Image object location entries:
☆ ☆ ☆ ☆

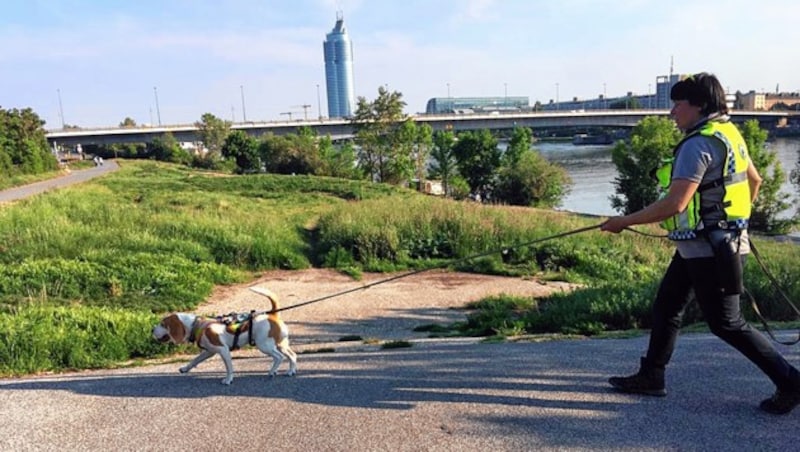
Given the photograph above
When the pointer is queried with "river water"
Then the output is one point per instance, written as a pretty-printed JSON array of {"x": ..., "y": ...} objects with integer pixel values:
[{"x": 593, "y": 173}]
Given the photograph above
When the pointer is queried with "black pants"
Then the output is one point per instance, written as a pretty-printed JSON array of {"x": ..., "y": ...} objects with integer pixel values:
[{"x": 721, "y": 312}]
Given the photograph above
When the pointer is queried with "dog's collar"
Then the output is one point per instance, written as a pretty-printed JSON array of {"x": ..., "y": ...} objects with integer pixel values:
[{"x": 195, "y": 329}]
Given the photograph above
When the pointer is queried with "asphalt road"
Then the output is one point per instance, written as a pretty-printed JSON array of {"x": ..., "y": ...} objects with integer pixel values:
[
  {"x": 74, "y": 177},
  {"x": 438, "y": 395},
  {"x": 449, "y": 395}
]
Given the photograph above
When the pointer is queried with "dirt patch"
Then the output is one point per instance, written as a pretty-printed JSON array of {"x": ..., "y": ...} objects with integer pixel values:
[{"x": 386, "y": 311}]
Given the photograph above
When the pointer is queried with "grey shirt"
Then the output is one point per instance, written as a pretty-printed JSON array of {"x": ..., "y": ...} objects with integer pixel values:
[{"x": 700, "y": 159}]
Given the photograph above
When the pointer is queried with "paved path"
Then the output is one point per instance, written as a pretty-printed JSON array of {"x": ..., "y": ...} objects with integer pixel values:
[
  {"x": 449, "y": 395},
  {"x": 439, "y": 395},
  {"x": 74, "y": 177}
]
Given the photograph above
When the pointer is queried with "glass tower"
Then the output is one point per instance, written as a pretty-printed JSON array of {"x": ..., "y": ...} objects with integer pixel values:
[{"x": 339, "y": 71}]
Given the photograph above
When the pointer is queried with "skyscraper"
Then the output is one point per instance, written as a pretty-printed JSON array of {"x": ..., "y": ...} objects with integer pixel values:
[{"x": 339, "y": 71}]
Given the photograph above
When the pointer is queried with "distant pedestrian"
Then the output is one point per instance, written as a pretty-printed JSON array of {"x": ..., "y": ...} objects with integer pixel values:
[{"x": 708, "y": 187}]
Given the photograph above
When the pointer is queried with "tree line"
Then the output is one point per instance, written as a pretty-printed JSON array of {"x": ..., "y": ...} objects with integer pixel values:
[
  {"x": 390, "y": 147},
  {"x": 23, "y": 144}
]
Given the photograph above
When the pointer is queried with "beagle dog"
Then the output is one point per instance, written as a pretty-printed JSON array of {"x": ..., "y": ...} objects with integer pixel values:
[{"x": 264, "y": 330}]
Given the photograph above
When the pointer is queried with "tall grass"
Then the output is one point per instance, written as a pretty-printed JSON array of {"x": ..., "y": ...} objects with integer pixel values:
[
  {"x": 400, "y": 233},
  {"x": 79, "y": 264},
  {"x": 39, "y": 337}
]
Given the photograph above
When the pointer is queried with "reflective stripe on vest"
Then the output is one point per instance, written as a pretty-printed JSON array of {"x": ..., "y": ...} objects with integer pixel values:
[{"x": 736, "y": 201}]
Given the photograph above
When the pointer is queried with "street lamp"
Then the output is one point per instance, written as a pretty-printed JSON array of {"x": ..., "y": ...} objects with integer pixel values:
[
  {"x": 319, "y": 104},
  {"x": 61, "y": 109},
  {"x": 244, "y": 112},
  {"x": 557, "y": 106},
  {"x": 158, "y": 110}
]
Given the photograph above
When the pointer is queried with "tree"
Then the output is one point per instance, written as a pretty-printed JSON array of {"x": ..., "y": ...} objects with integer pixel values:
[
  {"x": 520, "y": 142},
  {"x": 478, "y": 158},
  {"x": 167, "y": 149},
  {"x": 443, "y": 165},
  {"x": 290, "y": 154},
  {"x": 213, "y": 132},
  {"x": 127, "y": 122},
  {"x": 243, "y": 149},
  {"x": 795, "y": 179},
  {"x": 23, "y": 143},
  {"x": 376, "y": 123},
  {"x": 652, "y": 140},
  {"x": 769, "y": 202},
  {"x": 338, "y": 161},
  {"x": 422, "y": 151},
  {"x": 532, "y": 181}
]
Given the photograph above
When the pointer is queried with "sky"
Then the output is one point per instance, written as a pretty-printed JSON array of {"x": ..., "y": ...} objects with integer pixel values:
[{"x": 99, "y": 62}]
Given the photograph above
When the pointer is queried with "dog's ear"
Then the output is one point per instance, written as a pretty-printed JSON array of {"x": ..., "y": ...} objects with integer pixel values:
[{"x": 175, "y": 328}]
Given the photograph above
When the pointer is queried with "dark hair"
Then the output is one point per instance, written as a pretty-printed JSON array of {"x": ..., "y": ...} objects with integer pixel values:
[{"x": 701, "y": 90}]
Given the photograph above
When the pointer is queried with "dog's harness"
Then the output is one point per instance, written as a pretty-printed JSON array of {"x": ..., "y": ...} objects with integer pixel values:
[{"x": 235, "y": 323}]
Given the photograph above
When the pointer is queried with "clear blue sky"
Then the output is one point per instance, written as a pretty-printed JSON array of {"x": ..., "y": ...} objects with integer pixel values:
[{"x": 106, "y": 57}]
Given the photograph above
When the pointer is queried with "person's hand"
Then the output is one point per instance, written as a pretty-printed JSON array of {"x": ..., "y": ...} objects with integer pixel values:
[{"x": 614, "y": 224}]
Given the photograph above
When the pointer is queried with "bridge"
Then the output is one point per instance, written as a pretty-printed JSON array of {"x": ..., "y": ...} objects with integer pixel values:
[{"x": 340, "y": 129}]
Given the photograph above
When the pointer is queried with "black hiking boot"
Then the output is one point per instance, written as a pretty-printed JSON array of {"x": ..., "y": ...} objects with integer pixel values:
[
  {"x": 782, "y": 402},
  {"x": 648, "y": 381}
]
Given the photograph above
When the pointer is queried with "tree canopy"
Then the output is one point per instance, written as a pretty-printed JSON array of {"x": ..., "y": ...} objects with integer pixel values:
[{"x": 23, "y": 143}]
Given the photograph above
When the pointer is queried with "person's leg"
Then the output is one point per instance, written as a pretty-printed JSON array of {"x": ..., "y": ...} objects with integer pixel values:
[
  {"x": 674, "y": 294},
  {"x": 667, "y": 313},
  {"x": 723, "y": 315}
]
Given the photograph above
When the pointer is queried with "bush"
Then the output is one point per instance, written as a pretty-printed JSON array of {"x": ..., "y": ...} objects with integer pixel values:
[{"x": 39, "y": 337}]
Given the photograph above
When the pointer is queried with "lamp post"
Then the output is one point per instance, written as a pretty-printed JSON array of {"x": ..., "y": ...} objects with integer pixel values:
[
  {"x": 319, "y": 104},
  {"x": 557, "y": 106},
  {"x": 61, "y": 109},
  {"x": 244, "y": 111},
  {"x": 158, "y": 110}
]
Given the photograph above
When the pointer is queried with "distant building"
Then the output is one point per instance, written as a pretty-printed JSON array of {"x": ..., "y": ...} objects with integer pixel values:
[
  {"x": 767, "y": 101},
  {"x": 339, "y": 71},
  {"x": 664, "y": 84},
  {"x": 439, "y": 105}
]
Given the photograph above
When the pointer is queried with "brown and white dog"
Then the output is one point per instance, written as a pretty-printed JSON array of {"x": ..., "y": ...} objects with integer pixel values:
[{"x": 267, "y": 331}]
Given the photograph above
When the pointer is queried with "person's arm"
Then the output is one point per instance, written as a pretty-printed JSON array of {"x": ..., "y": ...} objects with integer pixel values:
[
  {"x": 678, "y": 197},
  {"x": 753, "y": 180}
]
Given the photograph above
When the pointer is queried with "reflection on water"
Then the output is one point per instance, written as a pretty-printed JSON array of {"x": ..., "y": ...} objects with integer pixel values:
[{"x": 593, "y": 173}]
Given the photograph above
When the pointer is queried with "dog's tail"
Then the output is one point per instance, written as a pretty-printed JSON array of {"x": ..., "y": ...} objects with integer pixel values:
[{"x": 267, "y": 293}]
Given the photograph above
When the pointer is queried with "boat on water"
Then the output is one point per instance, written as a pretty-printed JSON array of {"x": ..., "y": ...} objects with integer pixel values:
[{"x": 585, "y": 138}]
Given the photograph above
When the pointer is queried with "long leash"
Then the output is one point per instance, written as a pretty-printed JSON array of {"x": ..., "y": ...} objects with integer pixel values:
[
  {"x": 446, "y": 264},
  {"x": 778, "y": 288}
]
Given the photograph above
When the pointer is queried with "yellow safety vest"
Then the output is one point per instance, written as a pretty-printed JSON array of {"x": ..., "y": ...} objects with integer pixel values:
[{"x": 736, "y": 201}]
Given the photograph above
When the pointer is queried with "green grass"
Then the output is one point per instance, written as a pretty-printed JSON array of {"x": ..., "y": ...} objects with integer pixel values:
[{"x": 90, "y": 268}]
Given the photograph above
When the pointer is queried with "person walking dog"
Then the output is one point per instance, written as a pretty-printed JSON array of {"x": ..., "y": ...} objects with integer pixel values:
[{"x": 708, "y": 188}]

☆ ☆ ☆ ☆

Exercise -
Extract every line in the entries above that contains the word "black", and copy each one in full.

Written solution -
When the pointer is queried with "black pants"
When the pointer is queried with "black hiking boot"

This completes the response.